* GOAL OF THE EXERCISE *
Copy out the listing beneath, missing nothing.
= Beginning of Section =
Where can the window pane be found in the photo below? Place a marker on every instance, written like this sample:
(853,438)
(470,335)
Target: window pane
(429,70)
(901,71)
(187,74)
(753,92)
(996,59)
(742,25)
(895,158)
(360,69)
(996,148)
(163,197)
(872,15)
= End of Section =
* SOLUTION FOR THIS TASK *
Where can the window pane be found in the photo below? Place a marker on every instance, written like this sample:
(853,438)
(470,335)
Target: window pane
(429,70)
(901,71)
(187,74)
(753,92)
(996,59)
(742,25)
(895,158)
(360,69)
(996,148)
(163,197)
(872,15)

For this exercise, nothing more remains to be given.